(Beginning of GIVEN TEXT)
First off, it is always good to start letting our children know what is going to happen during the summer vacations a few months in advance. Many articles I have read in the past suggest that you should have the child help in the planning. I personally put these articles in the "well meaning" category, and have found it is better just to bring it up, as in, "summer camp this year is at the Blue Jay Lodge Mountains ."
The response is always "No way! Why can't I go back to the Red Robin?" or "I don't want to go to summer camp!" or simply "Ugh!"
I have discovered there is another level of conversation going on here. What is really being said is, "Huge change is just around the corner", and the response is, "I don't like huge change." Getting them involved with the planning might work out for you, but it has never helped in my house or anyone I've ever talked to. It just creates arguments
I have also discovered that if I keep bringing it up, about once a week, eventually it is received with interest, and then even looked forward too because he has been able to get past the "Ugh, I hate big change" to "Summer Camp".
Letting our children know there is a plan and a schedule is probably more effective than what the real plan or the schedule is anyway. Just having it there on the calendar helps them keep focused.
The Day Schedule is the most important. During the Summer I see it as the default schedule. If he is not spending the night at friends or at camp or going to an amusement park, then this is the schedule.
Study hour stays in our house. I believe that is a basic. It helps enormously for him to keep a scheduled task from the school year, and just about everyone I've talked to, including several doctors, agrees with me on that one. Keeping as many scheduled tasks as you can from the school year is great for them. It helps with their sleep and their attitudes.
Frances E. Kuo and Dr. Andrea Faber Taylor suggest an hour of "Green Time" a day as well. Their findings on this are quite impressive. An hour at the park according to the study they did at Illinois University and their published paper in American Journal of Public Health, can have profound effects on our children's mental health and general state of mind.
I have found it best to have at least 3 things in the day that are scheduled. My best schedule had five (best meaning the switch from school to vacation to school again seemed to go very well), but I understand the "two working parents, with childcare life style" as well. Having three scheduled tasks/time areas they can spend around you in their home is enough to keep them centered and sleeping well at night.
I know I was just using the Summer Camp issue as an example for Summer Vacation Things To Do, but I would like to point out that Summer Camp is really a fantastic idea for ADHD kids. If you can locate one near you that has some experience with ADHD children, great. Even if you can't however, the Green Time is still fantastic for them.
(End of GIVEN TEXT)
EXERCISE BRIEF: From the text on summer vacation planning, return word for word the passage that begins at the words "Frances E. Kuo" and stops after the words "well at night.".
(Beginning of EXTRACTED RECORDS)
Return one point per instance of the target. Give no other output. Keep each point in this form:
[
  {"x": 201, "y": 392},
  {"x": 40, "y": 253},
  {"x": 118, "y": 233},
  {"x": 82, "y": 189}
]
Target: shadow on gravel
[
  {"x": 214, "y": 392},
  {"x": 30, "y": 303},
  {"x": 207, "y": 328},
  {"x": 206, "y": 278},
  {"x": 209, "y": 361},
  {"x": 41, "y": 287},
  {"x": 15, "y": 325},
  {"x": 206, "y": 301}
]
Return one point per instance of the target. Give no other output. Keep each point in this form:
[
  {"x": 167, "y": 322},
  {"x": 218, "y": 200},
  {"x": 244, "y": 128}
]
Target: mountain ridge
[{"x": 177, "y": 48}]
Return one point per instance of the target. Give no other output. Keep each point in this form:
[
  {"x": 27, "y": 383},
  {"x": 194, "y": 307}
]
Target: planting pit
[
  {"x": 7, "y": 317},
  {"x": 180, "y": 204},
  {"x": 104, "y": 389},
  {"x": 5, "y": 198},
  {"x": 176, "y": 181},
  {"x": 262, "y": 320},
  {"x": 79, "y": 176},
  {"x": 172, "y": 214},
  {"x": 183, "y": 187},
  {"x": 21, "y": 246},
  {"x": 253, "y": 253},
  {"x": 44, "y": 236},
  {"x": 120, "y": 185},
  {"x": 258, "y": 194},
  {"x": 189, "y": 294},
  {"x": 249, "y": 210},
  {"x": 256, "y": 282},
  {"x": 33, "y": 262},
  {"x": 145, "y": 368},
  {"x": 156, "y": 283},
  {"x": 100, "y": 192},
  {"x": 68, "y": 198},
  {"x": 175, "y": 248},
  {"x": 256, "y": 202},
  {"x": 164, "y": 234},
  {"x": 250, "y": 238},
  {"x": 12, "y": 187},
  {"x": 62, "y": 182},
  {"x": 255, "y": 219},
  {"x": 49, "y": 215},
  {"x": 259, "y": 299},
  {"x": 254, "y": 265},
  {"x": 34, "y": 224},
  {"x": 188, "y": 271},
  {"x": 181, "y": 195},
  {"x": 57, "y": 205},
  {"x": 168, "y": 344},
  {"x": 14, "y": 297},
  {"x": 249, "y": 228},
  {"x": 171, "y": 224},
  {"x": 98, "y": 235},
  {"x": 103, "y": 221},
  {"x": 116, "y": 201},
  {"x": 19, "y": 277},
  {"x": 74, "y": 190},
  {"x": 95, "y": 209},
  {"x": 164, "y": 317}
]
(End of EXTRACTED RECORDS)
ANSWER SECTION:
Frances E. Kuo and Dr. Andrea Faber Taylor suggest an hour of "Green Time" a day as well. Their findings on this are quite impressive. An hour at the park according to the study they did at Illinois University and their published paper in American Journal of Public Health, can have profound effects on our children's mental health and general state of mind.
I have found it best to have at least 3 things in the day that are scheduled. My best schedule had five (best meaning the switch from school to vacation to school again seemed to go very well), but I understand the "two working parents, with childcare life style" as well. Having three scheduled tasks/time areas they can spend around you in their home is enough to keep them centered and sleeping well at night.